◆ **SHORT TASK**
Print all of the lines exactly. Any picture among them stays out.

==*==

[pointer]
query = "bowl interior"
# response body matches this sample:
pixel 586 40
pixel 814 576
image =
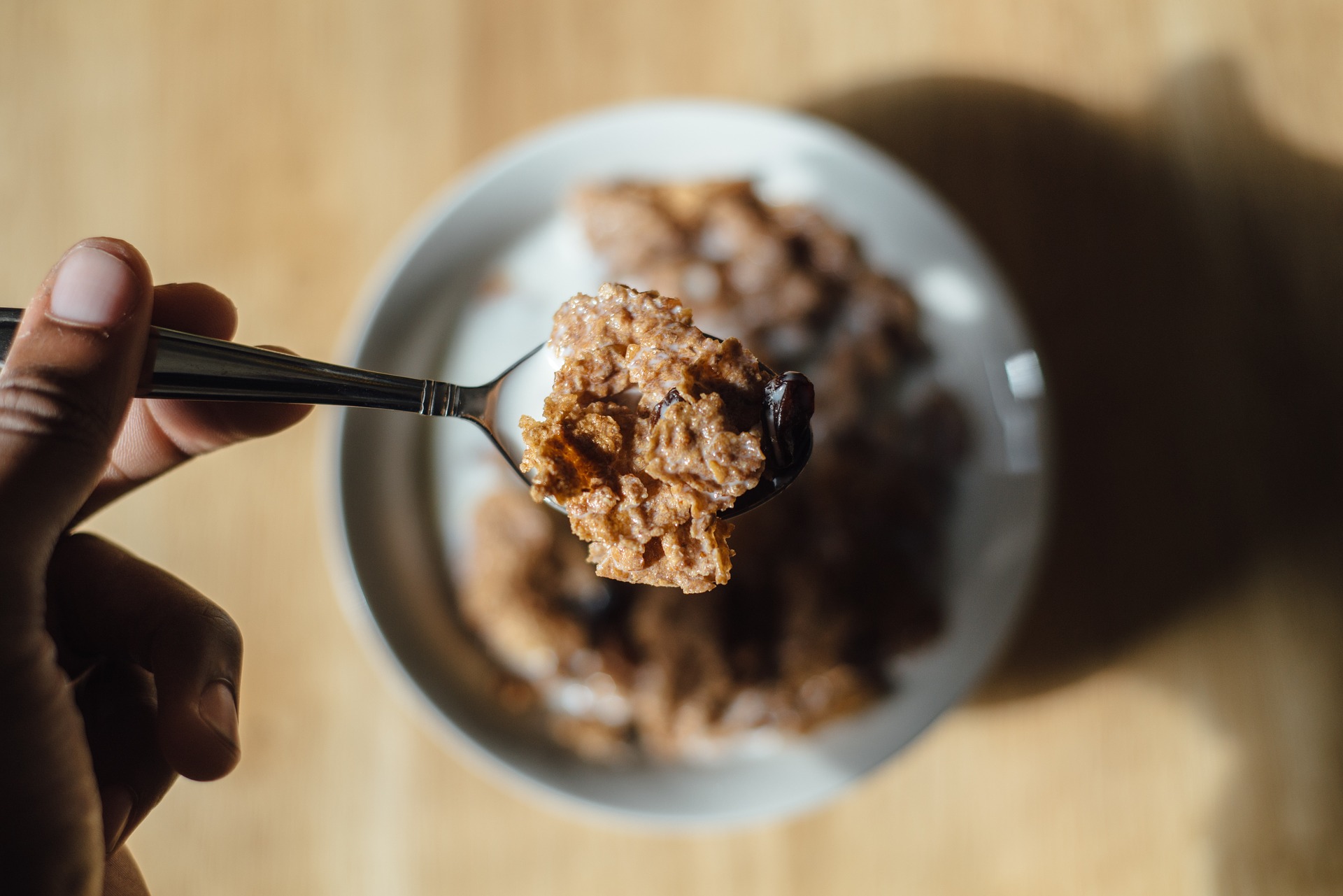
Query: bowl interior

==*==

◆ **RESULT BELOW**
[pointer]
query = "bowl interior"
# response body matches this sample:
pixel 586 40
pixel 814 576
image =
Query: bowl interior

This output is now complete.